::: MATERIAL FOR THE TASK

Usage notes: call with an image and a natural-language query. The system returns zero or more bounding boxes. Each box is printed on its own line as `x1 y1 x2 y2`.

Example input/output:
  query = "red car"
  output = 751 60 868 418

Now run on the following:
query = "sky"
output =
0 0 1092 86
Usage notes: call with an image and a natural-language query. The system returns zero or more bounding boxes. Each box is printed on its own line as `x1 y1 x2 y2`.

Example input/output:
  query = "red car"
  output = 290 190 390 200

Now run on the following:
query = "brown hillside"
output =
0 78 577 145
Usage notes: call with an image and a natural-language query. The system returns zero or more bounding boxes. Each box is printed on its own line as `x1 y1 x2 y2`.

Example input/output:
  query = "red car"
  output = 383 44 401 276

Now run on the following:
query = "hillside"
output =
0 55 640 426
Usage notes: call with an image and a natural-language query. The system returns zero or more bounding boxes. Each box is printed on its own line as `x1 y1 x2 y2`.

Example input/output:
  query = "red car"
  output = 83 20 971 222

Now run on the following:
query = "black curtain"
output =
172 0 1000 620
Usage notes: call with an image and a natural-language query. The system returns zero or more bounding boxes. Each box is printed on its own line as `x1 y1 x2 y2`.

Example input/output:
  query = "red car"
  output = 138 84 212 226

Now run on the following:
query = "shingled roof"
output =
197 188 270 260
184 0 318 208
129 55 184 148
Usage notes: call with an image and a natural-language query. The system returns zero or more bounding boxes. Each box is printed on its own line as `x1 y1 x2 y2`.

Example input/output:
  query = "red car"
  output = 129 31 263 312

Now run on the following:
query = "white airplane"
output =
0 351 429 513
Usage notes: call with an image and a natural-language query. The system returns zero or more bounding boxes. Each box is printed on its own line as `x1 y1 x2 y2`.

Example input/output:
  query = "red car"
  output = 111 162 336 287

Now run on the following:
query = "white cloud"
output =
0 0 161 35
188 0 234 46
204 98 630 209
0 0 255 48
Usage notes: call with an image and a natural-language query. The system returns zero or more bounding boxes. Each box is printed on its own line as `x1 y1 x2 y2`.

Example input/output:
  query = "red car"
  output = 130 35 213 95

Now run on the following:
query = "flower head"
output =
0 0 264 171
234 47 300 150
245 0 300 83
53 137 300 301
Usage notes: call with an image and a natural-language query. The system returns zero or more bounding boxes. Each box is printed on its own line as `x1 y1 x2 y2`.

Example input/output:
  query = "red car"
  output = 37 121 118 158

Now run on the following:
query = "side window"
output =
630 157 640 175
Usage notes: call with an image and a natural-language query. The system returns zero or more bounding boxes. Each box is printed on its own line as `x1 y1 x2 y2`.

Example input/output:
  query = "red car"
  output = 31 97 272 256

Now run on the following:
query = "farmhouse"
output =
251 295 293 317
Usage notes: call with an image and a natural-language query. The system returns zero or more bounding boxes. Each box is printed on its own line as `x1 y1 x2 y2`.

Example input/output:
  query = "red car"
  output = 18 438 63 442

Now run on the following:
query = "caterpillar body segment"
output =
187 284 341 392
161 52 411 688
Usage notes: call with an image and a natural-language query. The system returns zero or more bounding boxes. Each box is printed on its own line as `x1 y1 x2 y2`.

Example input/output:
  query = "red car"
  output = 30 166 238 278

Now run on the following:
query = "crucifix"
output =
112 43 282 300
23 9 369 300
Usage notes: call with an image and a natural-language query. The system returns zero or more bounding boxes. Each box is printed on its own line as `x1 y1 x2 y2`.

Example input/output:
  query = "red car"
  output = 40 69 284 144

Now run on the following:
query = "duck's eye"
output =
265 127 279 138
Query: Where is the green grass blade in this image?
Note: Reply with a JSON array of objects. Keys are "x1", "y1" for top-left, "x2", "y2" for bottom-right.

::::::

Copy out every line above, from the very first one down to and including the line containing "0 0 1092 86", without altering any character.

Usage notes: call with an image and a natural-language query. The system returns zero or more bounding boxes. Each box is printed on its own line as `x1 y1 x2 y2`.

Example input/output:
  query = "red car"
  output = 751 60 868 418

Now run on the following:
query = "sky"
output =
0 0 1092 86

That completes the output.